### READING TEXT ###

Front view Tamale Teaching hospital
Breast cancer patients and related cases in the Northern region have been compelled to travel to the South to get access to a mammography machine due to the lack of the machine in the region.
The patients in the region are forced to cough out outrageous amounts of money due to the expensive nature of traveling from the North to the South to get access to a mammography machine.
The Tamale Teaching Hospital (TTH) which is the referral facility in the five regions of the North does not have a mammography machine for the treatment of cancer patients in the region.
An Oncology Specialist at the TTH, Madam Evelyn Osei, has expressed worry about the lack of a mammography machine in the region adding that the lack of the machine affects the efforts to fight against cancer.
“ We still do not have a mammogram machine in the region and this is worrying because our women who are above 40 years and within the region when they come to us we still refer them to Accra or Kumasi just to go and take a mammogram and come back with the report.”
According to her, the mammogram machine helps to diagnose cancer or tumor no matter how small it is.
“ In advanced countries, their slogan is getting your mammogram done. Sometimes even when we use our hands to the screen we miss it but the mammogram will pick it up so it is a mandatory diagnostic tool for cancers.”
She revealed that the World Health Organization (WHO) stands diagnostic tool for breast cancer for every woman above the age of 40 years is the mammogram machine.

### THE DATA ###

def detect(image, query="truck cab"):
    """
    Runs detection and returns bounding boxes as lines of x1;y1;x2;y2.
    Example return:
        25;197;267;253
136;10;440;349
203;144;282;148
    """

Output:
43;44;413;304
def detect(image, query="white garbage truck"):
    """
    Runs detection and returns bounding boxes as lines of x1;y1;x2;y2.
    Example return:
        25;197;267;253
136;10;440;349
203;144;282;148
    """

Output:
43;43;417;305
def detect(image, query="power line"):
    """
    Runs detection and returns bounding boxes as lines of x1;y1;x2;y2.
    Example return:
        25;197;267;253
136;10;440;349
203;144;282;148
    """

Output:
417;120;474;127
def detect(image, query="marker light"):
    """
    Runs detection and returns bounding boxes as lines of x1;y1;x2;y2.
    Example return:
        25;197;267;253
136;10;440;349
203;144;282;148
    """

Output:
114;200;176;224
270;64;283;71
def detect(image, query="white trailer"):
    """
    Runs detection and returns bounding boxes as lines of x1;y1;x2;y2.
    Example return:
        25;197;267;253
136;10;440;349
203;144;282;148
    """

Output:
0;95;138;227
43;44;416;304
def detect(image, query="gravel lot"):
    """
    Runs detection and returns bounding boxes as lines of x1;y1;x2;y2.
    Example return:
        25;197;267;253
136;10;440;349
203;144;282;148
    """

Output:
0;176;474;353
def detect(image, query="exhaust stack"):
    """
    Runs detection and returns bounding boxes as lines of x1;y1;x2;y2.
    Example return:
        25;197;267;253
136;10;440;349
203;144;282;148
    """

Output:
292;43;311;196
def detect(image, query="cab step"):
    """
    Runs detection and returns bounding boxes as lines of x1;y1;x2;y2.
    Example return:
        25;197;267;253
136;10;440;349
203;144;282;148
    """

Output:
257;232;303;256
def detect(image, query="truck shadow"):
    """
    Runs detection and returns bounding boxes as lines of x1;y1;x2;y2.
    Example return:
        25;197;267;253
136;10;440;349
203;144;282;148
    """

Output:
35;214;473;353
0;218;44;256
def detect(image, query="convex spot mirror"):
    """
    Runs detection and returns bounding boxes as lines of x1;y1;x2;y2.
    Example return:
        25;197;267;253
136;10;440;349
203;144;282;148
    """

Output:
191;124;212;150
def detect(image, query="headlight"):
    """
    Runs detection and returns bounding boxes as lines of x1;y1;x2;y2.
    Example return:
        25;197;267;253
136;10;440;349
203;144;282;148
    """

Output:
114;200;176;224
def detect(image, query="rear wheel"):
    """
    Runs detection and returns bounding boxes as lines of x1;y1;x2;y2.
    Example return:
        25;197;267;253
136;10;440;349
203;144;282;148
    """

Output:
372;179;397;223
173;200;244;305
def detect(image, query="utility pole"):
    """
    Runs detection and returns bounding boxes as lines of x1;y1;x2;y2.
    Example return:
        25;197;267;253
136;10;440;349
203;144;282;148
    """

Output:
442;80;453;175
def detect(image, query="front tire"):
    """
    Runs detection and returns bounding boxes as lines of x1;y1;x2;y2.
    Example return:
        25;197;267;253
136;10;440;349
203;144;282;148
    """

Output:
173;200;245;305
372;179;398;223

###

CHECK YOUR UNDERSTANDING →
a – Name every person and every organization identified by name in the mammography article.
b – Reproduce the portion of the mammography article that opens with the words "The Tamale Teaching" and closes with "fight against cancer.".
c – Answer the following questions from the mammography article.
(i) What position does Evelyn Osei hold at the Tamale Teaching Hospital?
(ii) For how many regions of the North does the Tamale Teaching Hospital serve as the referral facility?
(iii) To which two cities are women above 40 referred to have a mammogram taken?

SET OF ANSWERS →
a –
Tamale Teaching Hospital (TTH)
Evelyn Osei
World Health Organization (WHO)

b –
The Tamale Teaching Hospital (TTH) which is the referral facility in the five regions of the North does not have a mammography machine for the treatment of cancer patients in the region.
An Oncology Specialist at the TTH, Madam Evelyn Osei, has expressed worry about the lack of a mammography machine in the region adding that the lack of the machine affects the efforts to fight against cancer.

c –
(i) Oncology Specialist
(ii) Five
(iii) Accra and Kumasi